* **What this task involves**:
Only lines containing the word "below" belong in the answer; copy each one from the records.

* **Supplied material**:
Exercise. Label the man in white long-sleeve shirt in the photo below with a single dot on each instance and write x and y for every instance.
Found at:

...

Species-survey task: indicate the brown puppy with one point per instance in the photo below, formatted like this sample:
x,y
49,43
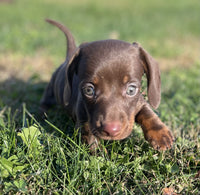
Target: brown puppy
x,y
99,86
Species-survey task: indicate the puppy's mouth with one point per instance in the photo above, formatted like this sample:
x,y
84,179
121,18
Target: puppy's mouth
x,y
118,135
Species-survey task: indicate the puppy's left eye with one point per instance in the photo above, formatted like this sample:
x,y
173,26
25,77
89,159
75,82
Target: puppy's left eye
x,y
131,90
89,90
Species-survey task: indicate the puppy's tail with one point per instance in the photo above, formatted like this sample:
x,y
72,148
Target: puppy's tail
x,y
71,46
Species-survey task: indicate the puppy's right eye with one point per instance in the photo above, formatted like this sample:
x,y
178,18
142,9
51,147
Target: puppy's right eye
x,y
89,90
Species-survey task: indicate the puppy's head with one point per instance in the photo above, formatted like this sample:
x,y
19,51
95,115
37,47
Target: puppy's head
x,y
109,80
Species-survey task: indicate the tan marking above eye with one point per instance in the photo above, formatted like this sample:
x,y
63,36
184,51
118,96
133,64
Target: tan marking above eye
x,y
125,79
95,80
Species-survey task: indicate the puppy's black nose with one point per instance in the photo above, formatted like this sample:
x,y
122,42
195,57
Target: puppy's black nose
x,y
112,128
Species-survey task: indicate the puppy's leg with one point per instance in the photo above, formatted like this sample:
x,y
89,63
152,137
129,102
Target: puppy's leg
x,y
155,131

==

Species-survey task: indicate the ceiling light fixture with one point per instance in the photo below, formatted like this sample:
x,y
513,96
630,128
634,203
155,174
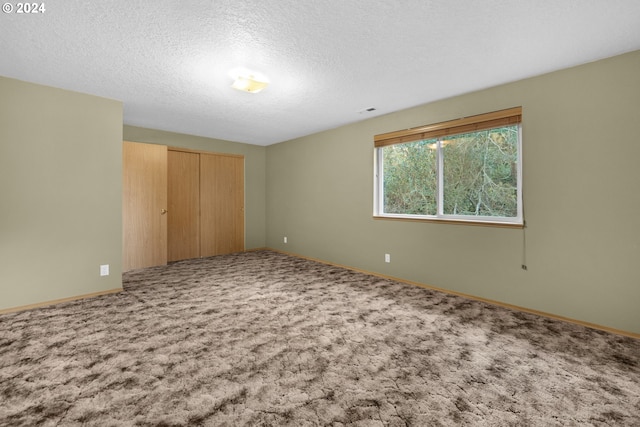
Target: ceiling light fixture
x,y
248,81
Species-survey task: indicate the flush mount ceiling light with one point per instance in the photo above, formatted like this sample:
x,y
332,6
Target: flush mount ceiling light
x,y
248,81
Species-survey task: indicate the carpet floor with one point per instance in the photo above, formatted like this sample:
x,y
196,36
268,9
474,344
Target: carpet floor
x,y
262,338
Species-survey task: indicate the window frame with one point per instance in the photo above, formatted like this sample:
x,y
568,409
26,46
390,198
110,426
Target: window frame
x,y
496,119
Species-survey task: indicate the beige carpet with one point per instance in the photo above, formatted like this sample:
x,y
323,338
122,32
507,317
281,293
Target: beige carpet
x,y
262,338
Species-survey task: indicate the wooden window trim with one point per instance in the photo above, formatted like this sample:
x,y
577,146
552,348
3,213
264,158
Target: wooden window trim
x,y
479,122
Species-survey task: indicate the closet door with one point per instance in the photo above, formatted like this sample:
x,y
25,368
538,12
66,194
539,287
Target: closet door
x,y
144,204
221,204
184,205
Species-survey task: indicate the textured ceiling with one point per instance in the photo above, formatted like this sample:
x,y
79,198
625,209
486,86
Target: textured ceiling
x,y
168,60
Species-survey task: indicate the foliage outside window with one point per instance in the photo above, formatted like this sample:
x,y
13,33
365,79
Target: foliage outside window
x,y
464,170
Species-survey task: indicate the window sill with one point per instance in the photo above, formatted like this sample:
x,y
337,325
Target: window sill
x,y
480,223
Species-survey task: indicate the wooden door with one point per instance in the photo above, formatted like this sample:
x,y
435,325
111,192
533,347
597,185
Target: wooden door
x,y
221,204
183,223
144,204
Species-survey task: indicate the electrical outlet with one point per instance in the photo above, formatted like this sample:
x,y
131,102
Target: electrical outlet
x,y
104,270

* **Reply**:
Exercise. Label the man in white long-sleeve shirt in the photo below with a single dot on each instance and write x and y for every instance.
Species-survey task: indicate the brown puppy with one point per instance in the photo below, formatted like this sample:
Species-survey task: indicate the ceiling light fixture with one point per instance in the photo below, formatted like this sample:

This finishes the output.